Excerpts of labeled region data:
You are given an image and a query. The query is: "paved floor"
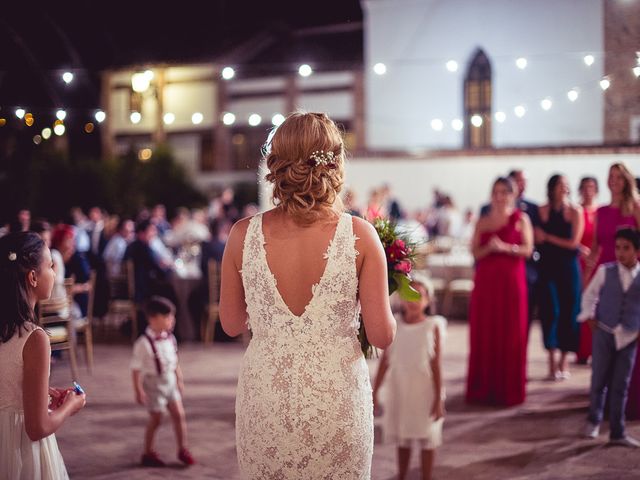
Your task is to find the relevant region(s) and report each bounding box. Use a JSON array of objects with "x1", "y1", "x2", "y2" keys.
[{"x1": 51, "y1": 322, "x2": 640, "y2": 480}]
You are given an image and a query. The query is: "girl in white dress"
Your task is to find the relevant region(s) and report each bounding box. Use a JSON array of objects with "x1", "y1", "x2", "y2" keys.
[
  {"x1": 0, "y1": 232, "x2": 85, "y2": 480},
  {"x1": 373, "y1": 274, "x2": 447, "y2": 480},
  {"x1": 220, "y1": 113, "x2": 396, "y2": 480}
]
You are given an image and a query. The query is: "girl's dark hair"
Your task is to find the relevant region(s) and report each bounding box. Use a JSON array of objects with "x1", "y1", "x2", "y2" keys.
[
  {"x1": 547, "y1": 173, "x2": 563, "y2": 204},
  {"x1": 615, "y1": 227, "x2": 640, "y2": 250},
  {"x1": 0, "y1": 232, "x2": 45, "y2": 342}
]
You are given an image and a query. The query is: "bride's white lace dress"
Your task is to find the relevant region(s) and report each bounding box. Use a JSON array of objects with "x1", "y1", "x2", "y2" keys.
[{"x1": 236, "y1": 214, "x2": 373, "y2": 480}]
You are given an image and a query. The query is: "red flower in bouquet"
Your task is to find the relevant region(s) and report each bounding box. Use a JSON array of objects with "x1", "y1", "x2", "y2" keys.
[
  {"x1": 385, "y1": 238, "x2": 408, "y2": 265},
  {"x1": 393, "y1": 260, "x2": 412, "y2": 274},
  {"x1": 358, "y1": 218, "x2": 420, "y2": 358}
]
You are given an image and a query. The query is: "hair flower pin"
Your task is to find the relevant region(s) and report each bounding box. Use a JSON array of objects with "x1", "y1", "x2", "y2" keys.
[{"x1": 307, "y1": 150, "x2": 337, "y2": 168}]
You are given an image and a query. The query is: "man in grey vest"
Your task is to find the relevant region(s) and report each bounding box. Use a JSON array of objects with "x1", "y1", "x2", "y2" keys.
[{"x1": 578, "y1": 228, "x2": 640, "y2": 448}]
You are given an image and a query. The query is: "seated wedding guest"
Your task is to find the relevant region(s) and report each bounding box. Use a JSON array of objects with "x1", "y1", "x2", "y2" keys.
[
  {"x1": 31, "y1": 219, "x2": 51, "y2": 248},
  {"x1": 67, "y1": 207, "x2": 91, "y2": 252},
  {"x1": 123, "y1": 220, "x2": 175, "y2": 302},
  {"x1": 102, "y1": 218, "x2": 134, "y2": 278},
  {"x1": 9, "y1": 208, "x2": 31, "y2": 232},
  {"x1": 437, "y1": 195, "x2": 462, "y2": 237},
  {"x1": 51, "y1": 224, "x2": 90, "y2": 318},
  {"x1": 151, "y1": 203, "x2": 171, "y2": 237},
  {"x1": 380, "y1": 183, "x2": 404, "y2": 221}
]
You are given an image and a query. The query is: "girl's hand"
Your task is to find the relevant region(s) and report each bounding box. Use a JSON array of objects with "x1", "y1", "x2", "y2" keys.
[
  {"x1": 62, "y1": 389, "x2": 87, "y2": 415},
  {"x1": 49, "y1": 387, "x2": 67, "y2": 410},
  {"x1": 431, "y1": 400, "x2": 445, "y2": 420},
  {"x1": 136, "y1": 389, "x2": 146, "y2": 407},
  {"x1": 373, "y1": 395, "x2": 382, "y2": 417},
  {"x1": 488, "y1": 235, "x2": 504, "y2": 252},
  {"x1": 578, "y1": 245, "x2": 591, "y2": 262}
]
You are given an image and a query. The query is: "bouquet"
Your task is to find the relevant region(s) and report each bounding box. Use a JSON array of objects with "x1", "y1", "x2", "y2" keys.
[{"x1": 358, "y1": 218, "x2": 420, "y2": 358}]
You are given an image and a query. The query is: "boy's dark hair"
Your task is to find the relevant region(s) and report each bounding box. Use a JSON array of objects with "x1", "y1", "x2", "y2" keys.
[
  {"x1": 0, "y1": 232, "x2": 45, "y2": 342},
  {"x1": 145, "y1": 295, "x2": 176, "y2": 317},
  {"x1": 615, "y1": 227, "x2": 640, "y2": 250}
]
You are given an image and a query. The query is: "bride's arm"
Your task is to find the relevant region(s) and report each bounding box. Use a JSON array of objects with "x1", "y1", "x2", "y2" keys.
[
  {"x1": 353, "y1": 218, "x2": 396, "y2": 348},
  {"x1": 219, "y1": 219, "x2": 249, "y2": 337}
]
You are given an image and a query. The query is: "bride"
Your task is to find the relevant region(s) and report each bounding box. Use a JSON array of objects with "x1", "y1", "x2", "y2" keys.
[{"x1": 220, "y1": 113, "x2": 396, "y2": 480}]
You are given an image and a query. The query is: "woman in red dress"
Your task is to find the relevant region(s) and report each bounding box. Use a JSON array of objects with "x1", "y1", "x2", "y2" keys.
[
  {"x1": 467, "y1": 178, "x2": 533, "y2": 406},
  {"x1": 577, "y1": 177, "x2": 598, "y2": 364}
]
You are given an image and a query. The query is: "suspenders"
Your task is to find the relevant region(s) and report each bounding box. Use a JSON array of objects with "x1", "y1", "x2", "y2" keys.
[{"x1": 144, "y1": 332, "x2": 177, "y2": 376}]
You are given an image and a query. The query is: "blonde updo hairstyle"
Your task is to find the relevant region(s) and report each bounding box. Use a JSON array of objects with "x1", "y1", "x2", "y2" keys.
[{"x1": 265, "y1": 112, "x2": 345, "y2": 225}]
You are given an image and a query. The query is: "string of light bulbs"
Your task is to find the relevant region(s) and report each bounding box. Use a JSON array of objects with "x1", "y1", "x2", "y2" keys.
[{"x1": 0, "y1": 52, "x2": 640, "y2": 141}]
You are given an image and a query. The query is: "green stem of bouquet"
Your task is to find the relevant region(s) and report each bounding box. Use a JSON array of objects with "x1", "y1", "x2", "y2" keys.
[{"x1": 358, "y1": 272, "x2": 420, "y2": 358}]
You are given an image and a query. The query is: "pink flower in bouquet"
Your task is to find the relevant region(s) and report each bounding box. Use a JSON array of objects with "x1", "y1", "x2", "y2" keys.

--

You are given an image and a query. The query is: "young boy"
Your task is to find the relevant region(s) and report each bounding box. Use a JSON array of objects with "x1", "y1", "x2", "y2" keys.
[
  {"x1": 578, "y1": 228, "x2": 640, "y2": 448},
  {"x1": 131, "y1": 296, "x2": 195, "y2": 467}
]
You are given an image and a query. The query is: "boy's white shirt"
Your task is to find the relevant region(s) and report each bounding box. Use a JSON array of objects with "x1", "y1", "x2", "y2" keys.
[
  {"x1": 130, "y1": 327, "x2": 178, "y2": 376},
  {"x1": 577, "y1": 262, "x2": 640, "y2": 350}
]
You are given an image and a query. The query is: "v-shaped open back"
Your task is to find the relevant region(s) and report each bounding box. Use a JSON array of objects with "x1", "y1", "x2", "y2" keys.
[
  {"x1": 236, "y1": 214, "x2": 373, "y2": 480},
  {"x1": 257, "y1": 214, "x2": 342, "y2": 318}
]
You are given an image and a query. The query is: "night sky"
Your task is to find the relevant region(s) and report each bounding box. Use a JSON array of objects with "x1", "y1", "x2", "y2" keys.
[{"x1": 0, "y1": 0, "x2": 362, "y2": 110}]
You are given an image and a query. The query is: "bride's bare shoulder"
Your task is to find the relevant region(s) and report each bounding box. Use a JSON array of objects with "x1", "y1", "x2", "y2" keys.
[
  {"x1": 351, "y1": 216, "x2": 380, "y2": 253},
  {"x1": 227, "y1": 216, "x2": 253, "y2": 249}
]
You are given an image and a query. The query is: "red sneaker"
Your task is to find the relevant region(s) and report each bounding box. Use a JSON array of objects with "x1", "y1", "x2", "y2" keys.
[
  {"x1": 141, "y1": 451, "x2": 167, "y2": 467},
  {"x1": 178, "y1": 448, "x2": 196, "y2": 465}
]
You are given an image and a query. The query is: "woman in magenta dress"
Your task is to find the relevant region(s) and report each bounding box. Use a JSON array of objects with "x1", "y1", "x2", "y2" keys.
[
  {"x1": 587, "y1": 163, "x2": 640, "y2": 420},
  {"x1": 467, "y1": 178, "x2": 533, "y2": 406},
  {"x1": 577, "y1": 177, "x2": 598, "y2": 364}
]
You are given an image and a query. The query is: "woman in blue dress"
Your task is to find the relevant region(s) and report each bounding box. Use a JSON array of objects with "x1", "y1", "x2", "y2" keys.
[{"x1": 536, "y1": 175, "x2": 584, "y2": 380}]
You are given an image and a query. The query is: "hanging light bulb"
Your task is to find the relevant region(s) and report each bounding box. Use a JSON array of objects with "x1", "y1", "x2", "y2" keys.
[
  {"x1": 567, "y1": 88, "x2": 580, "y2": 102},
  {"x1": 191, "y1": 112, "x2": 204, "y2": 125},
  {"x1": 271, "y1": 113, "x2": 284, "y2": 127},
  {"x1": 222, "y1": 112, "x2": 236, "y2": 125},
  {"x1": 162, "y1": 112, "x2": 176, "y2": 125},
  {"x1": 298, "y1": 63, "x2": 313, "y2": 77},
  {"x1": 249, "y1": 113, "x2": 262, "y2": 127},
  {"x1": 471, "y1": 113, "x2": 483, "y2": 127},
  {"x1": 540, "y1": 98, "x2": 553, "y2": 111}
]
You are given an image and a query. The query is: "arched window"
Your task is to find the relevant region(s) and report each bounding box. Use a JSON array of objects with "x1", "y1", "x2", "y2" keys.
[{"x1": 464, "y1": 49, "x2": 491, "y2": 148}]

* WHAT THIS TASK INVOLVES *
Pick out every line in the rows above that contains the word "flower", and copy each one in full.

* THE COMPLETED TASK *
You are given an image and a query. The query is: "red flower in bouquet"
You are given an image and a query. The query is: "hair flower pin"
You are given an image and a query. The query is: "pink flower in bouquet"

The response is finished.